Entries provided ->
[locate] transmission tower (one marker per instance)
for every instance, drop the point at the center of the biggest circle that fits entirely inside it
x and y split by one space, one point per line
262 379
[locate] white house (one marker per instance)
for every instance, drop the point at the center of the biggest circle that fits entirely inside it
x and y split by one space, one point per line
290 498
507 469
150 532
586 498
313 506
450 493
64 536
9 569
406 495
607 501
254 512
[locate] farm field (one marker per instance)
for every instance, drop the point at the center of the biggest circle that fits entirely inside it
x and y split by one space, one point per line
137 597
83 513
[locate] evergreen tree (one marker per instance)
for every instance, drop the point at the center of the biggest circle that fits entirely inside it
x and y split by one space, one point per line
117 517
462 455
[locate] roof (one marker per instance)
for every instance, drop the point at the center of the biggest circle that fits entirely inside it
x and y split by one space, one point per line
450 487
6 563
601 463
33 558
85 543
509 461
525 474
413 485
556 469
---
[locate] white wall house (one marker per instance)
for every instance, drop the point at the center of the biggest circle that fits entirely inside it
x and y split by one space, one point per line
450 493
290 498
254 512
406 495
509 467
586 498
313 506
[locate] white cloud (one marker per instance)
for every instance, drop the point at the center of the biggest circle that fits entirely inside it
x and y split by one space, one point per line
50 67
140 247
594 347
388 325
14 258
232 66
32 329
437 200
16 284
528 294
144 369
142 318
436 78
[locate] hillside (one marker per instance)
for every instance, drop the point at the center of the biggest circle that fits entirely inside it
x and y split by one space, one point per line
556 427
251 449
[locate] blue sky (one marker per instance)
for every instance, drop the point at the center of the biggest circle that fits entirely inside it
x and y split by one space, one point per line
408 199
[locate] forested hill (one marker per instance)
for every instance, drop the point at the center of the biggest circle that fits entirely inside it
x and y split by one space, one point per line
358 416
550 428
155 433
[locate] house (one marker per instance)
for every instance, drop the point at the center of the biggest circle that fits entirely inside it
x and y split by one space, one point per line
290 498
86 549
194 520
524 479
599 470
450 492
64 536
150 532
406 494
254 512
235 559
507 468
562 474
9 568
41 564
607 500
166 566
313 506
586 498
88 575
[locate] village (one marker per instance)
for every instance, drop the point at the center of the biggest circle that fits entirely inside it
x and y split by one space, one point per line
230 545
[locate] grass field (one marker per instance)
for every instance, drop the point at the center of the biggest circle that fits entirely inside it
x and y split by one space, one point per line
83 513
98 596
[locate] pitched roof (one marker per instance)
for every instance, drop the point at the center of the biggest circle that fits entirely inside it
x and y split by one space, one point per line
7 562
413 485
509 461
--
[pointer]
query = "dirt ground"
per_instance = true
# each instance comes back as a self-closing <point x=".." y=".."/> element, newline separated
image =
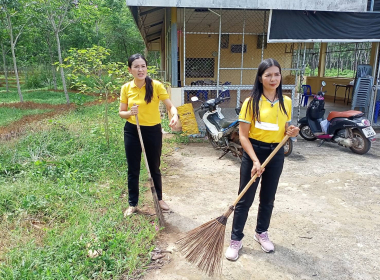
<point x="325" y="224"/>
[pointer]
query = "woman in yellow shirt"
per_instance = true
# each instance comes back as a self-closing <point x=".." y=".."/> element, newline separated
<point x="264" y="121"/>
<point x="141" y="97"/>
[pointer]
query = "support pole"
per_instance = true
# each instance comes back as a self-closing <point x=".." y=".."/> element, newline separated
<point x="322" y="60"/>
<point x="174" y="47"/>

What the task requires -> What lines in the data above carry "query"? Return them all.

Answer space ->
query = "dirt ground"
query = "woman in yellow shirt"
query = "support pole"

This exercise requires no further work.